• [Exercise materials]
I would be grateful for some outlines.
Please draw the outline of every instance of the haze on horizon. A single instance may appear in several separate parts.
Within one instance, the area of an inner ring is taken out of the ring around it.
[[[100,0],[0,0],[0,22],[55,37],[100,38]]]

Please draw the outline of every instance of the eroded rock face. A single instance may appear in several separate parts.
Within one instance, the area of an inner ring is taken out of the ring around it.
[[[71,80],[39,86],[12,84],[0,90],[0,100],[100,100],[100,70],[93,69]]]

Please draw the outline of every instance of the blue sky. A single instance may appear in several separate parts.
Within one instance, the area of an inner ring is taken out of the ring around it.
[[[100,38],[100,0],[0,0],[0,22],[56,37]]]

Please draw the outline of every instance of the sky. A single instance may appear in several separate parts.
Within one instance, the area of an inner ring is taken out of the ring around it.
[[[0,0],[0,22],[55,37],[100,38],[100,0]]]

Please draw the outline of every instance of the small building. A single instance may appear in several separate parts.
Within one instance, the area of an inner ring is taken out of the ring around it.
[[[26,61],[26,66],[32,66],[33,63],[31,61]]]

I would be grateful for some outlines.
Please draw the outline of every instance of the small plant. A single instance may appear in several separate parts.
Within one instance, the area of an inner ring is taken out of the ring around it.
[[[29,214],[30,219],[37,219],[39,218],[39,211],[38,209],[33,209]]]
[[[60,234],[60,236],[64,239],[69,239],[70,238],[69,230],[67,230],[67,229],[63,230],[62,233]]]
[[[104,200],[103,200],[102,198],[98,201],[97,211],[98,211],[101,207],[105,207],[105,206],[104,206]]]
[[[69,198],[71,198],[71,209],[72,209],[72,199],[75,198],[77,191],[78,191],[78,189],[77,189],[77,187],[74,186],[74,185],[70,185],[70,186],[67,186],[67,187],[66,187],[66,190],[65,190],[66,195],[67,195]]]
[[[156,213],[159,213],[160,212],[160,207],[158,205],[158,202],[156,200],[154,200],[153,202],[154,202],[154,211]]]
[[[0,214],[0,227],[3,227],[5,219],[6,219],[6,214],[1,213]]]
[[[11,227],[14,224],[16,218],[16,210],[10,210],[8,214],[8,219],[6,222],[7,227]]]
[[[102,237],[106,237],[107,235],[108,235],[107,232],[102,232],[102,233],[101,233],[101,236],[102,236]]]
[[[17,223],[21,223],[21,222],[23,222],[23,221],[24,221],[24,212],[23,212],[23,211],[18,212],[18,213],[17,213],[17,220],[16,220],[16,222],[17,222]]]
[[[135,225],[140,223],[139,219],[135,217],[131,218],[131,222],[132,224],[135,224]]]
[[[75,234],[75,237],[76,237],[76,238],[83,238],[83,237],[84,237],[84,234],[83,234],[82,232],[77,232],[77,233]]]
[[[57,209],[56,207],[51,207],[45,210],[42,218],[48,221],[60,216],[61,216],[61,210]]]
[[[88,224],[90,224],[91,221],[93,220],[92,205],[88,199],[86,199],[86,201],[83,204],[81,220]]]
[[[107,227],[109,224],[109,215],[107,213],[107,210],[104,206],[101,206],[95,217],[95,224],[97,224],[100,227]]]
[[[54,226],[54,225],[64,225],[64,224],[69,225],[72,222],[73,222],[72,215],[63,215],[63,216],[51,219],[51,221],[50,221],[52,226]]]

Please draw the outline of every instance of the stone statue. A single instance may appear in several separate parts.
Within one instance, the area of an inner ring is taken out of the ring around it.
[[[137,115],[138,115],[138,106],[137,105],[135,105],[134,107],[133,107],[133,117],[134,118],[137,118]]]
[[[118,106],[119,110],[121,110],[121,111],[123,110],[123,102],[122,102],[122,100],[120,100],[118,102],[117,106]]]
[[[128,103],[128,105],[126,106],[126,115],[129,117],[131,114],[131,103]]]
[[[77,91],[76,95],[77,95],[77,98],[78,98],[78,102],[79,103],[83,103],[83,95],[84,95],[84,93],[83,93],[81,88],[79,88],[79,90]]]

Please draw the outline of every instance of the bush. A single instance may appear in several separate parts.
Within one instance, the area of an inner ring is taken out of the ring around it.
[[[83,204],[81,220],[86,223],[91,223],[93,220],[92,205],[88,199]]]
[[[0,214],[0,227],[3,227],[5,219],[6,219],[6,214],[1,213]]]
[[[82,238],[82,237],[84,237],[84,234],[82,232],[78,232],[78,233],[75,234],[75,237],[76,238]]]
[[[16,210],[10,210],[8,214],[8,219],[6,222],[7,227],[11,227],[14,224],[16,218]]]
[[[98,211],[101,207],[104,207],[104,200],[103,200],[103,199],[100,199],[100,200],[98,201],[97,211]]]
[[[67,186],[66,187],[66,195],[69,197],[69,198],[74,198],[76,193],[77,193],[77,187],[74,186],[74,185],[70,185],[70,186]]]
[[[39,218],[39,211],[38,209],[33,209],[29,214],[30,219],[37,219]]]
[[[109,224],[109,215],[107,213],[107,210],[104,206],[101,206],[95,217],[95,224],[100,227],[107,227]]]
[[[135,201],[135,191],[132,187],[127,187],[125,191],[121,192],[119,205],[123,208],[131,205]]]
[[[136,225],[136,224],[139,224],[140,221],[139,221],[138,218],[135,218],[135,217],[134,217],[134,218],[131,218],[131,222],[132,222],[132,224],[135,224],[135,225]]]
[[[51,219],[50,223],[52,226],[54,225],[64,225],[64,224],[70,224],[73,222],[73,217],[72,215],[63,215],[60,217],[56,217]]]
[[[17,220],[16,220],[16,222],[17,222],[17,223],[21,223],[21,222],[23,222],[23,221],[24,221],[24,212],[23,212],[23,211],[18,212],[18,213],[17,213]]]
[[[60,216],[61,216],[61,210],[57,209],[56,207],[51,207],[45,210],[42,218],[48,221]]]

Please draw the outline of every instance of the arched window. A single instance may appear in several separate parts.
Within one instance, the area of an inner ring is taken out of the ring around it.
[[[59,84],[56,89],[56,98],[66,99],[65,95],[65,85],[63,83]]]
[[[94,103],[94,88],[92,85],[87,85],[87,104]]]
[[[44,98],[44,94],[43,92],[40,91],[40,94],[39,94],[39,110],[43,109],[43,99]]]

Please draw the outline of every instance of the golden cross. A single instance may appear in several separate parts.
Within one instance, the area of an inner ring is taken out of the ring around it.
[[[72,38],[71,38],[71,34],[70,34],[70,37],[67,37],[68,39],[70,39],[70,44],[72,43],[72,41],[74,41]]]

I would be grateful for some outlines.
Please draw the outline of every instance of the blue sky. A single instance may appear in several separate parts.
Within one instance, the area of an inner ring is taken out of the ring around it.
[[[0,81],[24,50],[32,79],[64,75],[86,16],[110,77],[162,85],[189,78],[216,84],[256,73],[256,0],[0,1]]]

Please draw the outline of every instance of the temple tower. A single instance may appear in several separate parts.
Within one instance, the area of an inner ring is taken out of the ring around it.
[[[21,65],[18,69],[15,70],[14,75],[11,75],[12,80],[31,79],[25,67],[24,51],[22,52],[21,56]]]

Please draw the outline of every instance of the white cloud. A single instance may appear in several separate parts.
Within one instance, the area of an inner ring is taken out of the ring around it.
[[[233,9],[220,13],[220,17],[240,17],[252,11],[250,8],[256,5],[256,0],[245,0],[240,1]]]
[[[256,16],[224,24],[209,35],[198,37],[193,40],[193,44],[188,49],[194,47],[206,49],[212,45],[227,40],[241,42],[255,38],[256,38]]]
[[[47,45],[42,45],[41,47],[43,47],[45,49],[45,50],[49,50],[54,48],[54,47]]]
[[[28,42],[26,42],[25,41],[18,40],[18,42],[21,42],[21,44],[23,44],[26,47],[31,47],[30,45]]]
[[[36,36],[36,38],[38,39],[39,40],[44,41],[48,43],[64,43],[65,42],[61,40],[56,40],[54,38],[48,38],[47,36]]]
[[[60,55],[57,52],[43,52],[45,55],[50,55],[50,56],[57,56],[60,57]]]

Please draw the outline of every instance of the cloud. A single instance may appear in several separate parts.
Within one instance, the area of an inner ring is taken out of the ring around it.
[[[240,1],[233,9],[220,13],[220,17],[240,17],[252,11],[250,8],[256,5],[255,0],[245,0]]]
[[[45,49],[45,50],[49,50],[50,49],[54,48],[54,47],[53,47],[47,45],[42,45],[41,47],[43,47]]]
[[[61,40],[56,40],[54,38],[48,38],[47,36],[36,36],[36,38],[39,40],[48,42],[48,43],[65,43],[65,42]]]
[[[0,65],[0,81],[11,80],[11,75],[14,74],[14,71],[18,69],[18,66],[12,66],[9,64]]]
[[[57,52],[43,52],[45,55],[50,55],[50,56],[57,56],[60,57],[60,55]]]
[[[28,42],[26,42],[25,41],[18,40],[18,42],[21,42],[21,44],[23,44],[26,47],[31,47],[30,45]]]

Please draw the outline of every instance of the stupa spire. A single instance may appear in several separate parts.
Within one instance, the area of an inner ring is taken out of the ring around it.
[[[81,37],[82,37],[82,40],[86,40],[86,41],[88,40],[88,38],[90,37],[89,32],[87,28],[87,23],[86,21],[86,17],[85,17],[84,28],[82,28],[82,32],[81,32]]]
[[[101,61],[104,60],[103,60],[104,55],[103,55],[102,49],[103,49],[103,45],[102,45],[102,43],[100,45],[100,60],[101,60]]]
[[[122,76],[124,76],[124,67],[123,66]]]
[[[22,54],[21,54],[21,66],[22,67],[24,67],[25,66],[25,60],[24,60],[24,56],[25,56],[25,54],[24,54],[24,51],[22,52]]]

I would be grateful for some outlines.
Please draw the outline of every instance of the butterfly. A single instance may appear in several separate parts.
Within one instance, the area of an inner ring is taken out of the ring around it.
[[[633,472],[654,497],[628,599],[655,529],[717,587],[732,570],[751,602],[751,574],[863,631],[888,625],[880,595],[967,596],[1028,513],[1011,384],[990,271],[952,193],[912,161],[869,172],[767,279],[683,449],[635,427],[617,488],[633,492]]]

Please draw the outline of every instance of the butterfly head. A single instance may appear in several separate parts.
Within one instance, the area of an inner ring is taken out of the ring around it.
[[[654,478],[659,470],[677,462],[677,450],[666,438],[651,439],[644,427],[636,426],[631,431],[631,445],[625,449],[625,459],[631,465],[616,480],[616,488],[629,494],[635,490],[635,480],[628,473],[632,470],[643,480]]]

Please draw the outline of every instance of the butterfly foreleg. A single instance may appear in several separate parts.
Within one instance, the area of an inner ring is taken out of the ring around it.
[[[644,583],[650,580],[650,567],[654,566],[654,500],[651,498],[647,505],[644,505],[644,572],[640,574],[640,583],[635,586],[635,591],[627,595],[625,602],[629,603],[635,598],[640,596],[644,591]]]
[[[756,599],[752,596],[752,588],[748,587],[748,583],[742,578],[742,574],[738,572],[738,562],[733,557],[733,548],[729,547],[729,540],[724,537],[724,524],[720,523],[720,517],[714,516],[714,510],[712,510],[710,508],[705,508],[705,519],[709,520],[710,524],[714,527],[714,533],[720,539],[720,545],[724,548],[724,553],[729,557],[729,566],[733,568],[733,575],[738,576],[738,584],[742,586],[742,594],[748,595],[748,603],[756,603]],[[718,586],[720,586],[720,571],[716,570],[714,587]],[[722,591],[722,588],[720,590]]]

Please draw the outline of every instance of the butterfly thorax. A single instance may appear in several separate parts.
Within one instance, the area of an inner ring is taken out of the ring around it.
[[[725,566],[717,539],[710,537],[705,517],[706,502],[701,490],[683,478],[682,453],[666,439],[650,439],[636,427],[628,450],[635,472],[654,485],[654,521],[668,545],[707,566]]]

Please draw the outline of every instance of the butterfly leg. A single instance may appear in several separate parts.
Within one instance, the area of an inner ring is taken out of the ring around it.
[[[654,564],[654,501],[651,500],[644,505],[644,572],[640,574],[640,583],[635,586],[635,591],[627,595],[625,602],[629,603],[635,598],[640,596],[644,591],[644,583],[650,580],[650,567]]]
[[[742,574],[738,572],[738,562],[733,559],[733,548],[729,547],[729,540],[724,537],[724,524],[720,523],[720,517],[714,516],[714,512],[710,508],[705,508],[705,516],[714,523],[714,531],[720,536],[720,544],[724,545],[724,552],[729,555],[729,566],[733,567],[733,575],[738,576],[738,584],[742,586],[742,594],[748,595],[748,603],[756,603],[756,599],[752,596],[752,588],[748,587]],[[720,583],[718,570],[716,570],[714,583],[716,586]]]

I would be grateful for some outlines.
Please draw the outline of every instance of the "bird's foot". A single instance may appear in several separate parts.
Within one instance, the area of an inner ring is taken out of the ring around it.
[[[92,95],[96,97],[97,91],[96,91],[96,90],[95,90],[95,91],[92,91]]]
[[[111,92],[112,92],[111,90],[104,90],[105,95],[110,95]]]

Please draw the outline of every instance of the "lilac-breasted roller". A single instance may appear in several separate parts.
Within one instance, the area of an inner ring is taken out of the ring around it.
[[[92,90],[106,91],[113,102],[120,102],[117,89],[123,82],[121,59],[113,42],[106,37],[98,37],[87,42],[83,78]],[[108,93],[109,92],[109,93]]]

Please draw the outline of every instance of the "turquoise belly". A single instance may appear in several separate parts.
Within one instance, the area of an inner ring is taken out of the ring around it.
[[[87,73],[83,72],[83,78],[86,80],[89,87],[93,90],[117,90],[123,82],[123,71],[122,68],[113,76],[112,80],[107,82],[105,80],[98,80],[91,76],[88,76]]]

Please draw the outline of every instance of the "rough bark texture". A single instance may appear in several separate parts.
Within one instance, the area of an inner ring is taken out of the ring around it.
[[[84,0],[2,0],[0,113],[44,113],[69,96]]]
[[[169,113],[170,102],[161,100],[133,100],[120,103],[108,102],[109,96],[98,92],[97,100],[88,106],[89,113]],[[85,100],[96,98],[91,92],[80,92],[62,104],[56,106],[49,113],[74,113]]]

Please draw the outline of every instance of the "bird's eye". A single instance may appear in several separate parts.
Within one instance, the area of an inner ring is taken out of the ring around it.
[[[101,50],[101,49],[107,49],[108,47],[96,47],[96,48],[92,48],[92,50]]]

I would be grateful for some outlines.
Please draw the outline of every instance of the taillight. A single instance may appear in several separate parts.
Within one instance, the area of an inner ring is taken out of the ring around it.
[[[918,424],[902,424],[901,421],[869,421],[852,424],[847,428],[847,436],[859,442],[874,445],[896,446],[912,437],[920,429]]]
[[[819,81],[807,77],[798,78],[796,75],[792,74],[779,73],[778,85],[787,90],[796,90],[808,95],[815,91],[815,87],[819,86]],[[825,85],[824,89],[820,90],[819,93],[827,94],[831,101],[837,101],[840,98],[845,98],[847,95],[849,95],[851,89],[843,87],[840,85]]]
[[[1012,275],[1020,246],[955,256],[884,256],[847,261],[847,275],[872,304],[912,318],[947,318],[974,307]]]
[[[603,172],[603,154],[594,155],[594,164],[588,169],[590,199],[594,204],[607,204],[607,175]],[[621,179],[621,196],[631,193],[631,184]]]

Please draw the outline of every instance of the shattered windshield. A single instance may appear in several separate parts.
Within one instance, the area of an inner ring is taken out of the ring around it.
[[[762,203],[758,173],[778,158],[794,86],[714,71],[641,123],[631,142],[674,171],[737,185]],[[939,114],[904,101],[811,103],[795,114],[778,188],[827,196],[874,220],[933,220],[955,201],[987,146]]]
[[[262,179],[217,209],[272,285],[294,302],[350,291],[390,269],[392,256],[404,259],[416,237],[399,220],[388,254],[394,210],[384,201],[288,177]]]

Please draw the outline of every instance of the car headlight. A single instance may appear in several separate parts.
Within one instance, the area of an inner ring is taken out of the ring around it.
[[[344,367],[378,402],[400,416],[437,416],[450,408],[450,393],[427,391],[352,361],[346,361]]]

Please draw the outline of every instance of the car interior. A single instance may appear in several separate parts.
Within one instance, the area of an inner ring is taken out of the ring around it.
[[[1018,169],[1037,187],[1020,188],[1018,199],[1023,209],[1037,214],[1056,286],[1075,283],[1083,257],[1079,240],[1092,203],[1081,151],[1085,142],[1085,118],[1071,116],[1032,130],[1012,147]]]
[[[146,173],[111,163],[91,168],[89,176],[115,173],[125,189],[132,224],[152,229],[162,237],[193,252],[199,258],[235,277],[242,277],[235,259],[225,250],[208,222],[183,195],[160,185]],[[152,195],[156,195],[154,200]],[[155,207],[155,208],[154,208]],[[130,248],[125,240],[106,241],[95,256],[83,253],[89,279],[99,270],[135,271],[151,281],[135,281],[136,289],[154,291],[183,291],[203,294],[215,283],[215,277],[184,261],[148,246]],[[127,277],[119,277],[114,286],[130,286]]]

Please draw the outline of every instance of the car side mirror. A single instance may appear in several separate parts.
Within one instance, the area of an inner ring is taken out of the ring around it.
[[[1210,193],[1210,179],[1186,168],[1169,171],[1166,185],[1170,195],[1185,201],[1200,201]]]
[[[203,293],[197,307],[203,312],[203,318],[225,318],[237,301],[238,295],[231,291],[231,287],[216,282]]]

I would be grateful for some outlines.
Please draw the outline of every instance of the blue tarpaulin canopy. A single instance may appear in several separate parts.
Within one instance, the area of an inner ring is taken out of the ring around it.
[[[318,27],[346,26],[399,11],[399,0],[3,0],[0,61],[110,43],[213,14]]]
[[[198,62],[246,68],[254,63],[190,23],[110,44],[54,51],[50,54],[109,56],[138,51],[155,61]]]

• [Objective] Locate every line of the material that contains the word "cloud", matching uppercase and lowercase exactly, and copy each of those lines.

• [Exercise response]
Please draw the outline of every instance of the white cloud. A single instance may appear in several separate parts.
Please draw the outline of every instance of the cloud. A single instance may appear in several separate parts.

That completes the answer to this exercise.